## [What is expected]
Resume the passage below on adding natural language command handling to the bot scripts, continuing its explanation after the final sentence.

## [Source document]
━━━━━━━━━━

For your scripts to handle the commands, add an emit listener. For the authorization flow to work, the emit target id in the robot.on() invocation should match the regex flow id value. These should both match the 'emittarget' value specified in the JSON file.

module.exports = (robot) => {
    robot.on('weather.precipitation', (res, parameters) => {
        robot.logger.debug(`weather.precipitation - Natural Language match.`);
        // Parameter values are obtain through the cognitive/nlc process.
        // Verify that required parameter values were succesfully obtained.
        if (parameters && parameters.location) {
            processWeather(res, parameters.location);
        }
        else {
            robot.logger.error(`Some logged error.`);
            res.reply(i18n.__('some.user.message.with.error'));
        }
    });
    robot.respond(SHOW_WEATHER, {id: 'weather.precipitation'}, function(res) {
        robot.logger.debug(`weather.precipitation - RegEx match.`);
        // Parameter values are set via regular expression match.
        // If a required parameter value is not specified, the regex match should fail.
        processWeather(res, res.match[N]);
    });

    function processWeather(res, location){
        ...
    }

Add databases to your .gitignore file.

Add test coverage.

To invoke the NLC flow, you can use robot.emit(<emittarget>). The value for emittarget is what you have used in NLC.json. Here's a sample test:

it('should start `testApp01`', function(done) {
        room.robot.on('ibmcloud.formatter', (event) => {
            expect(event.message).to.be.a('string');
            expect(event.message).to.contain('Starting application *testApp1Name* in the *testSpace* space.');
            done();
        });

        var res = { message: {text: 'I want to start app testApp1Name'}, response: room };
        room.robot.emit('bluemix.app.start', res, { appname: 'testApp1Name' });
    });

What is happening under the covers

The intended general flow for the natural language processing is as follows:

For statements not handled by the bot via regular expressions, the NLC processing within this package is invoked to find a class that best matches the statement. This is done using the Watson Natural Language classifier that was trained using the various NLC JSON definitions.

━━━━━━━━━━

## [Items]

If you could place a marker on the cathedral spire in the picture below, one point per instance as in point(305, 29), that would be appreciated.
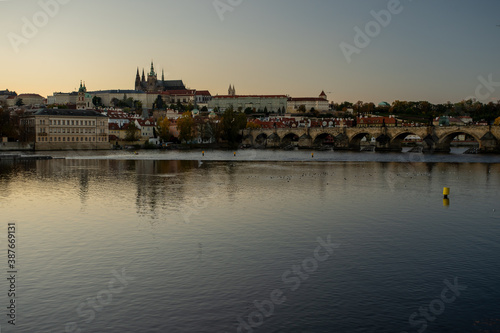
point(152, 69)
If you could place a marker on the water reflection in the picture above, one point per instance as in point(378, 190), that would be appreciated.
point(237, 226)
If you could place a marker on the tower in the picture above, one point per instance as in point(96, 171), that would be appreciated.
point(231, 91)
point(80, 104)
point(137, 80)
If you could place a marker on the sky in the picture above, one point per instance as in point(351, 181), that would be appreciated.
point(354, 50)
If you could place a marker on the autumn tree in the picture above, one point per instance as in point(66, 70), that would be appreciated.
point(131, 133)
point(231, 125)
point(163, 128)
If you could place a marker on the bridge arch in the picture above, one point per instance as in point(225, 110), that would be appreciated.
point(290, 138)
point(355, 140)
point(444, 142)
point(324, 139)
point(261, 139)
point(447, 138)
point(273, 140)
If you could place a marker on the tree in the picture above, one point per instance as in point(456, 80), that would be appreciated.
point(163, 128)
point(131, 134)
point(185, 126)
point(231, 125)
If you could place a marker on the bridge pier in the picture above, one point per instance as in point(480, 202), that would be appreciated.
point(489, 144)
point(384, 144)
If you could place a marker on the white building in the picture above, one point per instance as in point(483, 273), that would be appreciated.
point(320, 103)
point(273, 103)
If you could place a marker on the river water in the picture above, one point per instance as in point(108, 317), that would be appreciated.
point(264, 241)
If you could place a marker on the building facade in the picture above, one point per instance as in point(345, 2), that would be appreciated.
point(53, 129)
point(317, 103)
point(153, 85)
point(271, 103)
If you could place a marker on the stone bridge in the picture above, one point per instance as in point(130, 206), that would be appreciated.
point(435, 139)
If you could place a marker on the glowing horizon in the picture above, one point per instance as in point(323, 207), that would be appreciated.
point(422, 51)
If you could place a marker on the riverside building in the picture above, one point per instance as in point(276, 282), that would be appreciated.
point(54, 129)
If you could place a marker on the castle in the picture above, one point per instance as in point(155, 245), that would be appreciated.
point(153, 85)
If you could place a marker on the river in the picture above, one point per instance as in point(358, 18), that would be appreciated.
point(264, 241)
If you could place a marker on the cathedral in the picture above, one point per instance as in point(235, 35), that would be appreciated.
point(153, 85)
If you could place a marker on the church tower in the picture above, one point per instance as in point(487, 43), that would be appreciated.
point(231, 91)
point(152, 80)
point(80, 104)
point(137, 80)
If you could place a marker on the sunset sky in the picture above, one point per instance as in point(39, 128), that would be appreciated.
point(430, 50)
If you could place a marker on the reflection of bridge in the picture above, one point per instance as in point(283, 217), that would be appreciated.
point(435, 139)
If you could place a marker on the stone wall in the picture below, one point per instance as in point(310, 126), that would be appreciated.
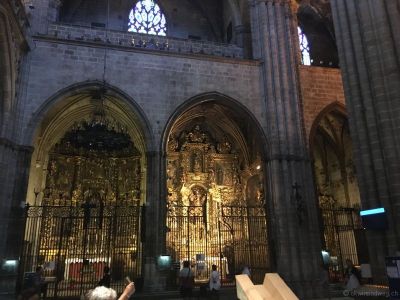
point(150, 78)
point(319, 88)
point(142, 41)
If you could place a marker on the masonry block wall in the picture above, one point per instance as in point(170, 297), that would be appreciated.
point(320, 87)
point(159, 82)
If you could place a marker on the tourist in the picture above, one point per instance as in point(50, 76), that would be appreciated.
point(106, 280)
point(186, 279)
point(352, 276)
point(40, 284)
point(215, 283)
point(104, 293)
point(246, 271)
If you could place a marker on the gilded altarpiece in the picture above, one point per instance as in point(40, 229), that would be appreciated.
point(89, 216)
point(209, 218)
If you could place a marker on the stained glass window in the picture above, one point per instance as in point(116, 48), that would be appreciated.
point(304, 48)
point(147, 17)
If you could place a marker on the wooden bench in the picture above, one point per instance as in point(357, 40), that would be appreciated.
point(273, 288)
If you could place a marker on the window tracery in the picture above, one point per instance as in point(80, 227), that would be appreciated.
point(304, 48)
point(146, 17)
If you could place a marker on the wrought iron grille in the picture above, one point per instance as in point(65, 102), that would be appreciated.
point(74, 244)
point(231, 238)
point(341, 227)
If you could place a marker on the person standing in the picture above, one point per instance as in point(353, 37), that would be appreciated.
point(186, 279)
point(106, 280)
point(215, 283)
point(352, 276)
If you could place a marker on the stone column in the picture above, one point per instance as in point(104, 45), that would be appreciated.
point(41, 13)
point(243, 39)
point(368, 39)
point(14, 163)
point(155, 225)
point(290, 193)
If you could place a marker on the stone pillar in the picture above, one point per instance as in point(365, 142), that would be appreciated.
point(14, 163)
point(243, 39)
point(155, 225)
point(41, 13)
point(290, 193)
point(369, 46)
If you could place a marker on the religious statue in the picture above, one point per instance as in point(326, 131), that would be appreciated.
point(197, 162)
point(172, 143)
point(196, 135)
point(224, 147)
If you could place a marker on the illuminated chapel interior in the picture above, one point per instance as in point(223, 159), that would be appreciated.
point(139, 134)
point(216, 204)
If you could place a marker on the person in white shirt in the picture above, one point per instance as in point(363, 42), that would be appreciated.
point(215, 282)
point(246, 271)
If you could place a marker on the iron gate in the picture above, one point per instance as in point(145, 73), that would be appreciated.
point(74, 244)
point(341, 229)
point(231, 237)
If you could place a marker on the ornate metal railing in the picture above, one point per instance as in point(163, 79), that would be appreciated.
point(74, 244)
point(342, 229)
point(230, 237)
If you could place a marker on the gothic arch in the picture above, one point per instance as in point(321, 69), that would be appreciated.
point(336, 186)
point(86, 89)
point(76, 103)
point(334, 106)
point(219, 99)
point(214, 151)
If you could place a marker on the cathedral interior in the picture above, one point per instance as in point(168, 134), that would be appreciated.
point(139, 134)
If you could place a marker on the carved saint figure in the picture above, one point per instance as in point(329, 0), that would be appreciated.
point(172, 143)
point(197, 162)
point(196, 135)
point(224, 147)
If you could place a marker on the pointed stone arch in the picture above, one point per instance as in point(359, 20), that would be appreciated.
point(214, 148)
point(77, 103)
point(336, 187)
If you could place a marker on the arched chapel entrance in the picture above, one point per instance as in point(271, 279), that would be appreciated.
point(86, 190)
point(216, 205)
point(337, 190)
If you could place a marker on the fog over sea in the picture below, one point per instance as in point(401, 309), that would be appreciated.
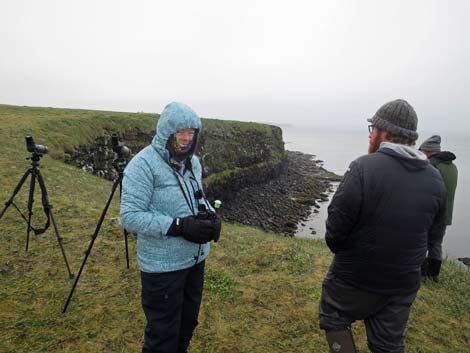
point(337, 148)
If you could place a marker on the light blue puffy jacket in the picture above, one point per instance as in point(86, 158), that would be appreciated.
point(151, 198)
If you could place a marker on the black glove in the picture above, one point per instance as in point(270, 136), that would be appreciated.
point(217, 227)
point(196, 230)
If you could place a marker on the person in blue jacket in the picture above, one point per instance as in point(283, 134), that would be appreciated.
point(164, 203)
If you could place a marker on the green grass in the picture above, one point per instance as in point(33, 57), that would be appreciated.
point(261, 291)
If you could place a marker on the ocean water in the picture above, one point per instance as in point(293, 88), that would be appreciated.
point(337, 148)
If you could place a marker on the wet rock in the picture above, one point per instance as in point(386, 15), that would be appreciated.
point(465, 260)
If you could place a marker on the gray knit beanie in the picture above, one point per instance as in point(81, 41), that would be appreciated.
point(432, 144)
point(397, 116)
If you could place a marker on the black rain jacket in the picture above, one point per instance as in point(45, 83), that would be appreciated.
point(380, 219)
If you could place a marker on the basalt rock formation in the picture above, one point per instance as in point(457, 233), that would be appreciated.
point(244, 165)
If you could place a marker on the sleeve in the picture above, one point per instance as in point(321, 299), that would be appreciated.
point(344, 209)
point(438, 228)
point(137, 191)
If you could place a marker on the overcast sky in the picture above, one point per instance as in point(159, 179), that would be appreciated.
point(320, 63)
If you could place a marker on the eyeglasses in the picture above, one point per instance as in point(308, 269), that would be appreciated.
point(189, 133)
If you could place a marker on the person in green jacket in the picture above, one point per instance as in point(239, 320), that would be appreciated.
point(443, 162)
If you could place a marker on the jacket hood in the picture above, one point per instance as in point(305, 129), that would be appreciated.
point(444, 157)
point(411, 158)
point(175, 116)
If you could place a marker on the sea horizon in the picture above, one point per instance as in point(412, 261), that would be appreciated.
point(338, 147)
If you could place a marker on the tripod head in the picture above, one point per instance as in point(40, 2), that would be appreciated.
point(37, 151)
point(123, 153)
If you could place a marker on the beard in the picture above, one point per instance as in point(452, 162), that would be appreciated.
point(374, 143)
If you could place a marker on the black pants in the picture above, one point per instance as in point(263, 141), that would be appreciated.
point(171, 302)
point(385, 317)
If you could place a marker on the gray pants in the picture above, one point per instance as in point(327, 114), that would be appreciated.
point(385, 317)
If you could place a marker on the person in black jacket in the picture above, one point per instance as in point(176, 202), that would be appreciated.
point(388, 205)
point(443, 161)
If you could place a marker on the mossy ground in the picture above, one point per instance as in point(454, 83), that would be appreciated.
point(262, 290)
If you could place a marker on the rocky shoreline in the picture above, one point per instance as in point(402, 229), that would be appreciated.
point(282, 203)
point(278, 202)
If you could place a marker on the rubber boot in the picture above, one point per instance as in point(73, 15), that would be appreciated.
point(424, 268)
point(434, 268)
point(340, 341)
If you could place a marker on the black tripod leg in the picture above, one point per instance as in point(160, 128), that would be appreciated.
point(30, 207)
point(93, 238)
point(17, 189)
point(125, 231)
point(48, 207)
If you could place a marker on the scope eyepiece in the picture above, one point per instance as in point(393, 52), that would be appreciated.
point(32, 147)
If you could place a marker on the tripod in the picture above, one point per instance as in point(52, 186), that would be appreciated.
point(36, 175)
point(119, 164)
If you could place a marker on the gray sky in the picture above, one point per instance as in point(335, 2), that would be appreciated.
point(321, 63)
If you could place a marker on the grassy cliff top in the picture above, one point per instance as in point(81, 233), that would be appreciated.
point(262, 290)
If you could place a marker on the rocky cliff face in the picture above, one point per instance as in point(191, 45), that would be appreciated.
point(233, 154)
point(244, 165)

━━━━━━━━━━

## [Task output]
Once a class has been found for the statement, now the parameter values needed to process that command need to be pulled from the statement. The parameter definitions for the class in the NLC JSON file are used to do this:
- One pass is made for each parameter to pull the parameter value from the statement using the parameter type. This is done my invoking a function for that parameter type that uses hard-coded values, the 'poc' package, and/or the Watson Alchemy service to attempt to find the right parameter value.
- A second pass is made for each parameter for which a value was not obtained on the first pass. On this pass, the statement is modified to remove all parameter values successfully obtained on the first pass. The same parameter type function used in the first pass is used again on this pass.
- Finally, if both passes do not provide a value for one or more required parameters, then a bot conversation is used to ask the user for each missing parameter value. When the user responds, the response is used to pull the value using the two passes above. If this still fails, the user is asked to specify just the parameter value as a single word. When the user responds to this, the response is assumed to be the parameter value.
After the class has been determined and the parameter values obtained, then the emit target associated with the class and the parameters are forwarded to the auth component to make sure that the user has the authority to issue this command.
If the user is authorized to issue the command, then the emit target associated with the command is invoked with the parameters.
The emit target listener within the command script gets control. It should validate that it has the needed parameter values and then proceed with the same command processing that occurs if it had been received via the regex path.

Commands

nlc status - Show the status of the Watson NLC instance currently being used by the bot.
nlc list|show - List all the Watson NLC instances.
nlc train|retrain - Train a new Watson NLC instance with the current training data.
nlc auto approve [on|off|true|false] - Toggle auto approve of new NLC statements learned from usage.
nlc data [className] - Show the data used to train the NLC instance.

Note: Usage of auto approve could have potential negative effects. Auto-approving the classified statements if they include keywords/entities could cause incorrect classifications for other command usages in the future.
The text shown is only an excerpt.